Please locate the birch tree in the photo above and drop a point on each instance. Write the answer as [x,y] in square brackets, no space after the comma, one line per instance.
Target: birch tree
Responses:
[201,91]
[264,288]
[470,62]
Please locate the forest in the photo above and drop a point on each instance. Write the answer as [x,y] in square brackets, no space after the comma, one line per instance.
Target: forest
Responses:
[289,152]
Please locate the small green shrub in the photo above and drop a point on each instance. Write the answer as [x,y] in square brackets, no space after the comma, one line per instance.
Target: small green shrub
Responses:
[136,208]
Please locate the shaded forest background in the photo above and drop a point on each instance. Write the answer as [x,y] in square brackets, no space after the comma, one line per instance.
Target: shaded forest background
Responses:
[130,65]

---+---

* Directive
Can you rewrite every item above as one numbered list, with blank lines left out?

* The output
1. Please locate the birch tree in the photo above and drop a point on each instance. Write the answer as [x,y] in square brackets, no space after the comma, one line per instance.
2. Target: birch tree
3. Responses:
4. [201,91]
5. [264,288]
6. [470,62]
7. Please locate the forest in the photo above and drop a point on each instance. Write the answer as [x,y] in square brackets, no space after the comma, one line per instance.
8. Target: forest
9. Responses:
10. [289,152]
11. Please locate the small green shrub in the photo above and drop a point on each instance. Write the answer as [x,y] in square brackets, no space after the comma, one line per instance.
12. Target: small green shrub
13. Responses:
14. [136,208]
15. Please locate the shaded forest background in the photo above and drop a point on each instance. Write the answer as [x,y] in square brackets, no space after the comma, one line per instance.
16. Target: shaded forest background
17. Responses:
18. [130,65]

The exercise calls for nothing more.